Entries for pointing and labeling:
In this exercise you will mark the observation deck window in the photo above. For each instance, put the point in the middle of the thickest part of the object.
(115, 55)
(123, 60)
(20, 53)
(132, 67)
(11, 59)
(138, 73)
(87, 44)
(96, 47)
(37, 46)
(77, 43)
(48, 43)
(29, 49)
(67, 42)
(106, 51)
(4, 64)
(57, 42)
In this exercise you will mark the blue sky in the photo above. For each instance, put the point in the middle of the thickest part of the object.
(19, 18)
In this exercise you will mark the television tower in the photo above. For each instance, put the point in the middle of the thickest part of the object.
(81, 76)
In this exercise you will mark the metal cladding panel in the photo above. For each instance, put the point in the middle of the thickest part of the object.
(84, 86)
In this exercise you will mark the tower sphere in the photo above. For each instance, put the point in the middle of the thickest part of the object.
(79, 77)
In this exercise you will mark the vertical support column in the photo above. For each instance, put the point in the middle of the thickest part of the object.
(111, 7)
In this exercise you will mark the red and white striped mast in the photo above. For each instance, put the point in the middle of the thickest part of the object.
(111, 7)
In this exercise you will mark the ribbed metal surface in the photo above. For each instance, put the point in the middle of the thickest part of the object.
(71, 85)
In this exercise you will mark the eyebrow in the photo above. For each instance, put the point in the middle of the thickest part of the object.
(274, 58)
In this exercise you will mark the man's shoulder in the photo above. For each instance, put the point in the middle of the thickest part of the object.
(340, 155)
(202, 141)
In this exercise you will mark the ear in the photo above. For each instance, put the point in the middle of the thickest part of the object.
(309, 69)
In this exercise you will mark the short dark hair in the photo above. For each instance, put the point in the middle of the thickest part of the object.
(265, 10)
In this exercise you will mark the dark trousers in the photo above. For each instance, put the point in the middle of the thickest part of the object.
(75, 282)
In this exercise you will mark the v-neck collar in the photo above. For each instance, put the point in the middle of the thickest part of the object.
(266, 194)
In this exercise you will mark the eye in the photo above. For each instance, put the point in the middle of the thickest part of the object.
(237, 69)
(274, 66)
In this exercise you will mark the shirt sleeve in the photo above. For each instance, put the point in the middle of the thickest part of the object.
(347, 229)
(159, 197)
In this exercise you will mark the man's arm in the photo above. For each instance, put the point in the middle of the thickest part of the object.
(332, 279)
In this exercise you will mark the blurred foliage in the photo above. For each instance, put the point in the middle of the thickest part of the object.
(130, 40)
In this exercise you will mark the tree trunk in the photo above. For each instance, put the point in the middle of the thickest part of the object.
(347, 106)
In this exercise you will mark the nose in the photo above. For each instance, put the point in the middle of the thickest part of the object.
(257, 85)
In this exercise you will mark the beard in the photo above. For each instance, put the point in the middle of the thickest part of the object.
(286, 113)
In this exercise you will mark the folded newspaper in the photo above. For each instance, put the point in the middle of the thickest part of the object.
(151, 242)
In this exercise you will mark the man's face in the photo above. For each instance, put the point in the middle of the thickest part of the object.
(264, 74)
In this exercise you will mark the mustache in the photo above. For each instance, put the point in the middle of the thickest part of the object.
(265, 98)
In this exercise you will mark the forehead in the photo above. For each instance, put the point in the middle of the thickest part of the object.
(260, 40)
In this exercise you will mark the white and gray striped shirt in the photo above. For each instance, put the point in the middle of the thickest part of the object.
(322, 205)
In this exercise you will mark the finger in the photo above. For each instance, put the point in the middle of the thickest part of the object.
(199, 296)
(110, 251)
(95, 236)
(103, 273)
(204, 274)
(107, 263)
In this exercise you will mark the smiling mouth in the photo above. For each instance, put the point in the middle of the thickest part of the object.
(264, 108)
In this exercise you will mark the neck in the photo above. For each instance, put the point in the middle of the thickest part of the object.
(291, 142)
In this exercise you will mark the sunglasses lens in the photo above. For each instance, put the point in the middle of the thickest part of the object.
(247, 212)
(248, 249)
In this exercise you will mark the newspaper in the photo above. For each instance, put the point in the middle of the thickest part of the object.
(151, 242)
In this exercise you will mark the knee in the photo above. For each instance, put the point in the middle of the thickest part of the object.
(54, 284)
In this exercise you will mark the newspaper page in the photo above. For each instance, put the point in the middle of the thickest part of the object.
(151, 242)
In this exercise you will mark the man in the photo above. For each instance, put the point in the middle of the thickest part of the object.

Task requirements:
Can you copy all of the material above word for word, from its first line to its last?

Output of the exercise:
In this exercise you will mark the observation deck window in the photo above. For each instance, put the point in the middle of the thickest part of the object.
(115, 55)
(123, 60)
(20, 53)
(132, 67)
(11, 59)
(138, 73)
(87, 44)
(96, 47)
(37, 46)
(77, 43)
(48, 43)
(29, 49)
(67, 42)
(106, 51)
(4, 64)
(57, 42)
In this exercise you will mark the blue sky in the photo above. For each instance, put the point in the middle of the thickest part of the object.
(19, 18)
In this exercise you will mark the television tower in the photo above. For each instance, put the point in the middle of the thickest part of the object.
(81, 76)
In this exercise you will mark the metal cladding panel in the photo above. For each instance, put the point in the middle of the thickest part of the object.
(84, 86)
In this exercise you will mark the tower sphere in the photo above. For each instance, put the point in the middle of the thickest part of the object.
(79, 77)
In this exercise you will mark the vertical support column in the photo above. For each instance, put the point in the middle of the thickest part of the object.
(111, 7)
In this exercise you will mark the red and white striped mast in the photo above. For each instance, put the point in the middle of the thickest part of the object.
(111, 7)
In this exercise you will mark the ribbed metal surface in the photo above. For each instance, put the point in the middle of the thickest part of the object.
(71, 85)
In this exercise you will mark the eyebrow in the photo above. For each instance, put the point in the middle of the thickest part of the object.
(274, 58)
In this exercise you will mark the man's shoulder in the photo above. For each instance, put the point in the middle of the thickest part of the object.
(340, 155)
(202, 141)
In this exercise you will mark the ear in the photo above. For each instance, put the point in the middle of the thickest part of the object.
(309, 69)
In this exercise you will mark the short dark hair in the photo above. For each instance, put the point in the middle of the thickest part of the object.
(265, 10)
In this exercise you will mark the dark trousers in the photo above. For each instance, put the point in the middle of the thickest part of the object.
(75, 282)
In this exercise you will mark the v-neck collar in the photo above. For each instance, put the point in the middle of the thickest part of the object.
(266, 194)
In this exercise you will mark the eye in the photo above. For each instance, put the point in the middle of the thickest part of the object.
(237, 69)
(274, 66)
In this exercise you will mark the shirt sleeve in the photo above. For each instance, put the point in the middle of the thickest part of the object.
(347, 229)
(159, 197)
In this exercise you will mark the man's arm in the photo above. For each instance, put the point in the middle of the thickest part of the object.
(332, 279)
In this exercise you will mark the blurred foliage in the photo above. For each instance, put the point in the middle of the thickest part of the object.
(130, 40)
In this exercise you will mark the tree trunk in the photo above. For each instance, put the point in the middle of the thickest part of the object.
(347, 106)
In this exercise you will mark the nose in the photo above. For each instance, put the point in the middle of the thickest part of the object.
(257, 85)
In this exercise you will mark the beard in the photo above. For each instance, put the point in the middle of the thickest part of the object.
(286, 113)
In this exercise you will mark the folded newspaper in the photo above. For each instance, put the point in the middle of the thickest part of the object.
(151, 242)
In this exercise you will mark the man's face in the photo above. For each instance, put the point in the middle of the thickest part of the object.
(264, 74)
In this exercise you will mark the mustache in the photo above. For each instance, put the point in the middle of the thickest part of the object.
(265, 98)
In this exercise you will mark the forehead in the photo above. For each instance, put the point in the middle of the thickest part of the object.
(260, 40)
In this exercise you will mark the white and gray striped shirt in the photo above. For each instance, put the point in the middle of the thickest part of the object.
(322, 205)
In this exercise you will mark the finger in the photo above. For each instance, put the point in the middle of the thickest part of the object.
(199, 296)
(110, 251)
(95, 236)
(103, 273)
(204, 274)
(107, 263)
In this exercise you will mark the smiling mouth in the photo above. For each instance, put the point in the middle of the thickest part of the object.
(264, 108)
In this exercise you will mark the neck in the photo above. For each instance, put the point in the middle of the thickest part of the object.
(291, 142)
In this exercise you will mark the sunglasses lens in the photo above. For each instance, put the point in the middle of the thickest part of the object.
(247, 212)
(248, 249)
In this exercise you will mark the newspaper in the photo above. For each instance, put the point in the middle of the thickest part of the object.
(151, 242)
In this exercise you will mark the knee in the photo above. For each instance, put the point in the middle of the thickest part of the object.
(54, 284)
In this exercise you will mark the newspaper page in the photo above. For each instance, put the point in the middle of the thickest part of the object.
(151, 242)
In this exercise you will mark the man in the photo above. For each instance, put the point in the middle of the thickest part of the object.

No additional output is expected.